▶ Task prompt
Carry the update on the two legs of Nebuchadnezzar's statue further, starting after its last sentence.

▶ Provided text
UPDATE 8/31
Since I think I got this post rather garbled but don't know how to correct it without starting over, I'm going to add a short explanation, hoping that will say more clearly what I wanted the post to say.
I've been focused on the papacy as the Antichrist, with the Protestant Reformers as the main source for that viewpoint, Luther in particular. I don't usually bring in the prophecy of the Revived Roman Empire, which is based on the statue of Daniel 2, but the two are clearly connected. The Roman Church inherited the visible trappings of the Roman empire's pagan religion, the robes and headgear for instance, and the title Pontifex Maximus for the head of that religion, mixing it all together with some of the teachings of Christianity and calling it Christian.
The point of this post was to consider that there are two legs to the section of Nebuchadnezzar's statue that pertains to the Roman Empire, and since the two arms had significance in the empire of the Medes and Persians that followed Babylon, it makes sense that there would also be significance in the two legs of the Roman Empire. The Eastern Orthodox Church or the empire of Byzantium would be the likely other leg for starters, but Islam in the form of the Turkish invasions conquered Constantinople, the head of that empire, in 1453.

▶ Given information
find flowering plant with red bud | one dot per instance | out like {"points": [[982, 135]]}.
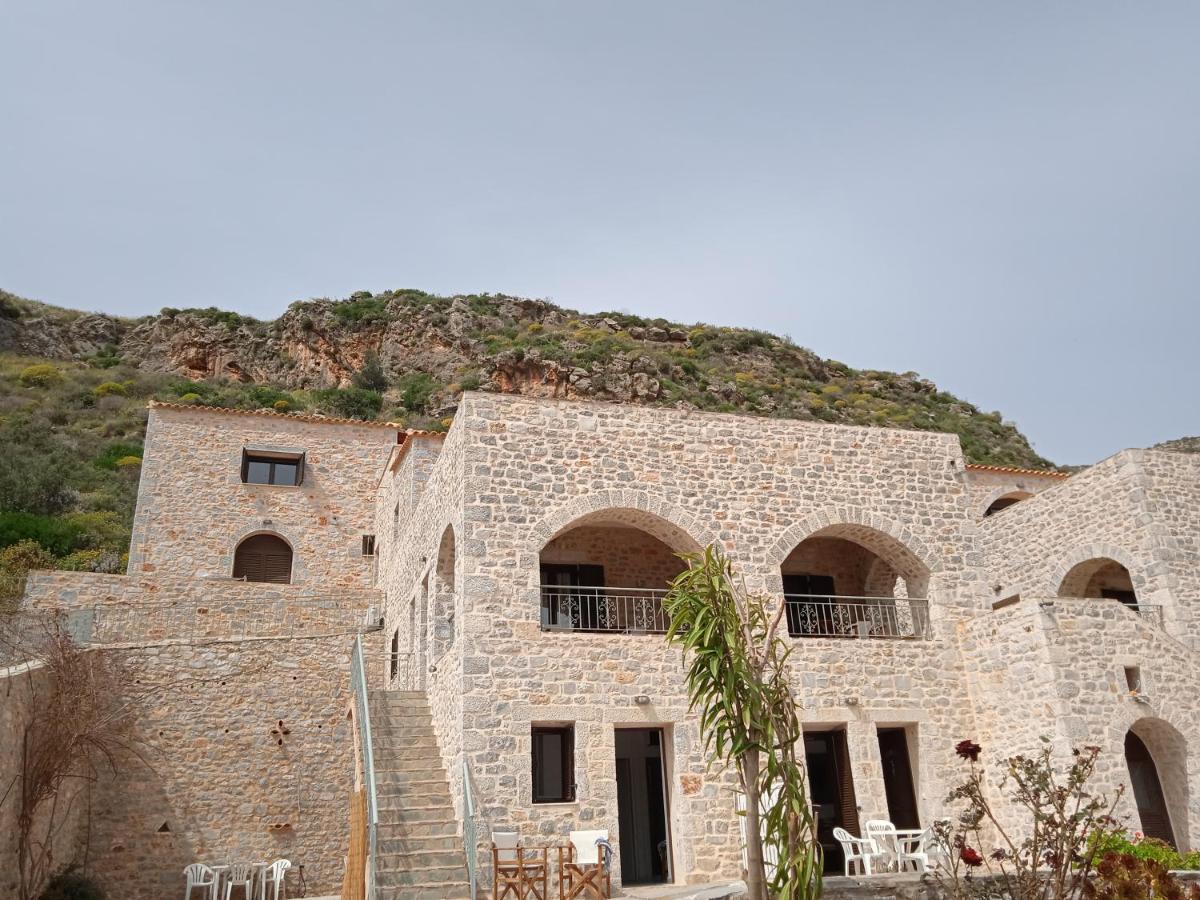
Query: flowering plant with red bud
{"points": [[1043, 852]]}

▶ Result of this task
That makes Islam the other leg of the Roman Empire of the statue of Daniel 2, another politicized religion like Roman Catholicism, now already calling itself the Islamic State. A few decades ago Islam might not have been easily seen in this role but today it's a very reasonable interpretation as that religion has been growing and spreading just as it did in Luther's time under the Turks, killing Christians in Africa and the Middle East, beheading western journalists with their horrific bloody satanic zeal. Just as the Reformers in that day understood its spread to be God's judgment against the apostasy of the Christian church, those of us who see God's judgment on the West today can see it as God's instrument as well.
The West, meaning principally Europe and the U.S., are doing very little to resist the spread of Islam, and are of course absolutely blind to the wolfish character of the false Church of Romanism. Muslim-fomented uprisings in France are not being checked, and nobody is watching our borders where not only hordes of Catholics are being allowed to enter, who can be expected before long to acquire voting status, but Muslims very likely as well with their zeal to blow us all up if we won't bow to the Islamic State.
Of course all this is prophecy and it has to come about eventually that these two powers will dominate the world, but I'd like to think we could still muster a Christian opposition, which would have to start with a Christian Reformation or Revfival, that would push it all back for another century or two.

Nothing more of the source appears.